Passage to read
+ + + +

It grows to 3 m tall and wide, with arching green shoots and opposite, pinnate, dark green leaves. Each leaf is divided into three oval-oblong leaflets which are about 3 cm long. It is a trailing, vine-like shrub.

As its name suggests, in the Northern Hemisphere winter jasmine flowers from November to March. The solitary flowers, often appearing on the bare stems (hence the Latin nudiflorum, literally "naked flower") have six petals and are bright yellow, or white, about 1 cm across, appearing in the leaf axils.

==Taxonomy==
It is known as yíng chūn huā (迎春花) in Mandarin Pinyin.

It is also known as 'jasmim-amarelo' in Portuguese (Brazil) and 'vinterjasmin' in Swedish.

It is called Gelsomino d'inverno or Gelsomino di San Giuseppe in Italiano.

It was collected in China by Robert Fortune.

It was first published and described by Lindl. in the Journal of the Horticultural Society of London Vol.1 on page 153 in 1846.

It was verified by United States Department of Agriculture and the Agricultural Research Service on 30 September 2011.

+ + + +

Stored data
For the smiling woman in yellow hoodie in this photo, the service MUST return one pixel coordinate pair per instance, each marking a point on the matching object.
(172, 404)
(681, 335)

+ + + +

Task description
Carry on the winter jasmine passage, starting after its final sentence.

Final answer
==Distribution and range==
It is native to China. It is found within many Provinces of China, (including Guangxi, Gansu, Shanxi, Sichuan, Xizang (also referred to as Tibet) and Yunnan.

==Cultivation==
Jasminum nudiflorum is valued by gardeners as one of the few plants that are in flower during the winter months. It is frequently trained against a wall to provide extra warmth and shelter, but also lends itself to groundcover. It tolerates hard pruning and should be pruned in spring immediately after flowering; regular pruning will help to prevent bare patches. It can also be grown as a bonsai and is very tolerant of the wiring methods. It likes full sun or partial shade and is hardy.

It has gained the Royal Horticultural Society's Award of Garden Merit.
It can be propagated using the layering technique.